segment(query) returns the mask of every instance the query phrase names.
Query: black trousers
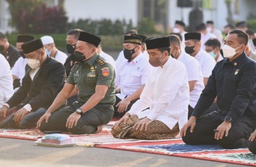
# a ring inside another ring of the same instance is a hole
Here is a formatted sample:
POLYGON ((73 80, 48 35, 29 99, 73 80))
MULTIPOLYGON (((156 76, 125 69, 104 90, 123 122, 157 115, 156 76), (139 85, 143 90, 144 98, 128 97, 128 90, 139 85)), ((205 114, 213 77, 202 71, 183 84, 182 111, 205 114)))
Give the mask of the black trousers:
POLYGON ((254 140, 253 142, 249 142, 248 144, 248 148, 250 152, 253 153, 254 154, 256 154, 256 140, 254 140))
MULTIPOLYGON (((127 96, 126 96, 127 97, 127 96)), ((125 97, 125 98, 126 98, 125 97)), ((128 105, 128 107, 127 107, 127 110, 126 110, 126 112, 124 112, 123 113, 120 113, 120 112, 117 112, 117 110, 118 110, 118 107, 116 107, 117 104, 120 102, 121 101, 122 101, 122 100, 119 99, 119 98, 118 98, 117 96, 115 96, 115 106, 114 106, 114 108, 115 108, 115 114, 114 114, 114 116, 116 116, 116 117, 118 117, 118 118, 121 118, 122 116, 123 116, 125 113, 127 112, 128 112, 129 110, 130 110, 131 106, 133 106, 133 104, 135 104, 137 100, 138 100, 138 99, 135 99, 133 101, 131 102, 131 103, 128 105)))
POLYGON ((43 122, 39 129, 42 132, 68 131, 73 134, 93 134, 97 131, 98 126, 109 123, 114 114, 114 107, 112 104, 98 104, 85 112, 78 120, 76 126, 68 129, 66 127, 67 119, 83 104, 75 102, 67 108, 54 112, 50 117, 48 122, 43 122))
POLYGON ((214 130, 222 122, 220 119, 214 120, 210 114, 202 116, 197 119, 194 132, 191 133, 190 128, 188 128, 182 140, 189 145, 218 144, 221 147, 228 149, 248 146, 248 139, 255 130, 252 118, 245 116, 234 118, 228 136, 224 135, 222 139, 215 140, 214 130))

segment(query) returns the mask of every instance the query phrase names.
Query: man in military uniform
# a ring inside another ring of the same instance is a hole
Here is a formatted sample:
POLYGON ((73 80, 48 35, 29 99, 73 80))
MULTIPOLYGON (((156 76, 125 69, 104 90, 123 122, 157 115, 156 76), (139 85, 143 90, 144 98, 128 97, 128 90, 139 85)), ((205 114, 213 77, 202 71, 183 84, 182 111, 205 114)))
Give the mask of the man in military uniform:
POLYGON ((74 134, 99 132, 98 126, 107 124, 114 114, 115 70, 97 53, 101 40, 80 32, 74 59, 64 88, 38 122, 41 131, 69 131, 74 134), (78 100, 55 112, 76 86, 78 100))

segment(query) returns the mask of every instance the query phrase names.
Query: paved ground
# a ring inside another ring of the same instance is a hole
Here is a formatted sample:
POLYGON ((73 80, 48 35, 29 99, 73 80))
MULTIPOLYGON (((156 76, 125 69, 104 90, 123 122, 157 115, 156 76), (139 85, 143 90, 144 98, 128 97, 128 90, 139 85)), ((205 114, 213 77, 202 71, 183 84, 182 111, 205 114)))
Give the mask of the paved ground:
POLYGON ((0 138, 0 166, 241 166, 230 164, 121 151, 85 148, 52 148, 33 141, 0 138))

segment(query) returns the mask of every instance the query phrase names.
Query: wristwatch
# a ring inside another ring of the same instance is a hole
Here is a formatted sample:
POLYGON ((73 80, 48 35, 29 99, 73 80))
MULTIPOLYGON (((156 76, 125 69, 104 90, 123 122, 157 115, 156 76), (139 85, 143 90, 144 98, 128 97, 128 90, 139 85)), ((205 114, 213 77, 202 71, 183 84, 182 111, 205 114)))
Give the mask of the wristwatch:
POLYGON ((232 123, 233 122, 233 120, 230 116, 226 116, 224 120, 227 122, 232 123))
POLYGON ((81 116, 84 114, 84 113, 82 112, 82 109, 80 109, 80 108, 78 108, 78 109, 76 110, 76 112, 77 114, 79 114, 80 115, 81 115, 81 116))

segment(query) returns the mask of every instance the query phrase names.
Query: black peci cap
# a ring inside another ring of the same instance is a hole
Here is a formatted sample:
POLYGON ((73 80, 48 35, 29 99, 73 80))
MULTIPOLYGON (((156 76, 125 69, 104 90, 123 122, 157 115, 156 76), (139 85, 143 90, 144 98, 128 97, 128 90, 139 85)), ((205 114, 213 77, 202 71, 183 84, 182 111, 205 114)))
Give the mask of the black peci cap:
POLYGON ((170 45, 169 37, 151 37, 147 39, 145 43, 147 49, 162 48, 170 45))
POLYGON ((17 35, 17 42, 25 43, 35 39, 35 37, 31 35, 17 35))

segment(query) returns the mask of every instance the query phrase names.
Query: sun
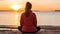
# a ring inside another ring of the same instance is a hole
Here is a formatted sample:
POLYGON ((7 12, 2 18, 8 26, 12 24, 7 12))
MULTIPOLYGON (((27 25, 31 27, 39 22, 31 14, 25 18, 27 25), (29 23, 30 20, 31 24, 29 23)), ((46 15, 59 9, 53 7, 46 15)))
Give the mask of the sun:
POLYGON ((12 5, 11 8, 14 10, 19 10, 22 8, 22 5, 12 5))

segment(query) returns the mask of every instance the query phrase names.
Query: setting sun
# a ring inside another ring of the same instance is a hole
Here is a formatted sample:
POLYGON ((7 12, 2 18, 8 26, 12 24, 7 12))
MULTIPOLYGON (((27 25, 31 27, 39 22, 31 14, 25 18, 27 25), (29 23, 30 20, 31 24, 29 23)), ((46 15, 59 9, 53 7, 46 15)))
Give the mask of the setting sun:
POLYGON ((14 10, 19 10, 22 8, 22 5, 12 5, 11 8, 14 10))

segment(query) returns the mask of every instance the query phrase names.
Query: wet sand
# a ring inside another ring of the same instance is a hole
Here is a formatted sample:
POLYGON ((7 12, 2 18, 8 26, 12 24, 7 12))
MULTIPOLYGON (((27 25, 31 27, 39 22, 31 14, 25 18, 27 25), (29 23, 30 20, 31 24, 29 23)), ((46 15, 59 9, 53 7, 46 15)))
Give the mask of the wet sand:
POLYGON ((0 34, 60 34, 60 30, 41 29, 37 33, 21 33, 19 30, 0 30, 0 34))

[STATED TASK] Copy out every one of the records above word for word, leaving the pictures out.

[RESULT FOR THIS EXERCISE]
segment(query) returns the mask of every instance the query phrase names.
Query: black trousers
# a ring inside another ring of the same instance is a hole
Here is a formatted sample:
POLYGON ((73 80, 48 35, 29 99, 73 80))
MULTIPOLYGON (((156 76, 125 69, 104 90, 123 122, 157 115, 156 76), (139 85, 143 90, 144 98, 128 97, 128 90, 139 85)), ((205 114, 213 77, 202 71, 183 84, 182 111, 205 114)))
Give the mask of the black trousers:
POLYGON ((254 140, 253 142, 249 142, 248 144, 248 148, 250 152, 253 153, 254 154, 256 154, 256 140, 254 140))
MULTIPOLYGON (((127 96, 126 96, 127 97, 127 96)), ((125 97, 125 98, 126 98, 125 97)), ((128 105, 128 107, 127 107, 127 110, 126 110, 126 112, 124 112, 123 113, 120 113, 120 112, 117 112, 117 110, 118 110, 118 107, 116 107, 117 104, 120 102, 121 101, 122 101, 122 100, 119 99, 119 98, 118 98, 117 96, 115 96, 115 106, 114 106, 114 108, 115 108, 115 114, 114 114, 114 116, 116 116, 116 117, 118 117, 118 118, 121 118, 122 116, 123 116, 125 113, 127 112, 128 112, 129 110, 130 110, 131 106, 133 106, 133 104, 135 104, 137 100, 138 100, 138 99, 135 99, 133 101, 131 102, 131 103, 128 105)))
POLYGON ((43 122, 39 129, 42 132, 68 131, 73 134, 93 134, 97 131, 98 126, 109 123, 114 114, 114 107, 112 104, 98 104, 85 112, 78 120, 76 126, 68 129, 66 127, 67 119, 83 104, 75 102, 67 108, 54 112, 50 117, 48 122, 43 122))
POLYGON ((214 130, 222 122, 220 119, 214 120, 210 114, 202 116, 197 119, 194 132, 191 133, 190 128, 188 128, 182 140, 189 145, 218 144, 221 147, 228 149, 248 146, 248 139, 255 130, 252 118, 245 116, 234 118, 228 136, 224 135, 222 139, 215 140, 214 130))

segment(query) returns the mask of every instance the query phrase names.
Query: man in military uniform
# a ring inside another ring of the same instance is a hole
Here is a formatted sample:
POLYGON ((73 80, 48 35, 29 99, 73 80))
MULTIPOLYGON (((156 76, 125 69, 104 90, 123 122, 157 115, 156 76), (139 85, 143 90, 144 98, 128 97, 128 90, 139 85)), ((205 114, 213 77, 202 71, 183 84, 182 111, 205 114)))
Give the mask of the man in military uniform:
POLYGON ((74 134, 99 132, 98 126, 107 124, 114 114, 115 70, 97 53, 101 40, 80 32, 74 59, 64 88, 38 122, 41 131, 69 131, 74 134), (78 100, 55 112, 76 86, 78 100))

segment(query) returns the mask of every instance the query phrase names.
Query: paved ground
# a ring inside another ring of the same instance is a hole
Here is a formatted sample:
POLYGON ((73 80, 48 35, 29 99, 73 80))
MULTIPOLYGON (((156 76, 125 69, 104 90, 123 122, 157 115, 156 76), (139 85, 143 90, 144 98, 128 97, 128 90, 139 85)), ((205 114, 213 77, 202 71, 183 84, 182 111, 205 114)))
Give the mask of the paved ground:
POLYGON ((0 138, 0 166, 241 166, 230 164, 121 151, 85 148, 52 148, 33 141, 0 138))

segment(query) returns the mask of every instance the query phrase names.
Query: wristwatch
# a ring inside another ring of the same instance is a hole
Here is a formatted sample:
POLYGON ((73 80, 48 35, 29 99, 73 80))
MULTIPOLYGON (((156 76, 125 69, 104 90, 123 122, 157 115, 156 76), (139 85, 143 90, 144 98, 128 97, 128 90, 139 85)), ((205 114, 213 77, 202 71, 183 84, 182 111, 205 114)))
Give the mask of the wristwatch:
POLYGON ((232 123, 233 122, 233 120, 230 116, 226 116, 224 120, 227 122, 232 123))
POLYGON ((81 116, 84 114, 84 113, 82 112, 82 109, 80 109, 80 108, 78 108, 78 109, 76 110, 76 112, 77 114, 79 114, 80 115, 81 115, 81 116))

segment(query) returns the mask of every instance the query phrase names.
Query: black peci cap
# a ring inside another ring of the same instance is a hole
Here is a formatted sample:
POLYGON ((73 80, 48 35, 29 99, 73 80))
MULTIPOLYGON (((156 76, 125 69, 104 90, 123 122, 157 115, 156 76), (139 85, 143 90, 144 98, 128 97, 128 90, 139 85)), ((205 114, 213 77, 202 71, 183 84, 182 111, 205 114)))
Give the mask of the black peci cap:
POLYGON ((170 45, 169 37, 151 37, 147 39, 145 43, 147 49, 162 48, 170 45))
POLYGON ((17 35, 17 42, 25 43, 35 39, 35 37, 31 35, 17 35))

segment(query) returns the mask of every instance the query phrase names.
Query: sun
# a ring inside another ring of the same instance is a hole
Here is a formatted sample:
POLYGON ((7 12, 2 18, 8 26, 12 24, 7 12))
MULTIPOLYGON (((27 25, 31 27, 39 22, 31 14, 25 18, 27 25), (29 23, 30 20, 31 24, 29 23)), ((46 15, 59 9, 53 7, 46 15)))
Give the mask of the sun:
POLYGON ((12 5, 11 8, 14 10, 19 10, 22 8, 22 5, 12 5))

segment(query) returns the mask of every instance the query phrase names.
Query: setting sun
# a ring inside another ring of the same instance is a hole
Here is a formatted sample:
POLYGON ((7 12, 2 18, 8 26, 12 24, 7 12))
MULTIPOLYGON (((27 25, 31 27, 39 22, 31 14, 25 18, 27 25), (29 23, 30 20, 31 24, 29 23)), ((46 15, 59 9, 53 7, 46 15)))
Give the mask of the setting sun:
POLYGON ((14 10, 19 10, 22 8, 22 5, 12 5, 11 8, 14 10))

segment(query) returns the mask of every instance the query phrase names.
Query: wet sand
# a ring inside another ring of the same instance is a hole
Here is a formatted sample:
POLYGON ((7 12, 2 18, 8 26, 12 24, 7 12))
MULTIPOLYGON (((27 25, 31 27, 39 22, 31 14, 25 18, 27 25), (29 23, 30 20, 31 24, 29 23)), ((46 15, 59 9, 53 7, 46 15)))
Give the mask of the wet sand:
POLYGON ((0 34, 60 34, 60 30, 41 29, 37 33, 21 33, 19 30, 0 30, 0 34))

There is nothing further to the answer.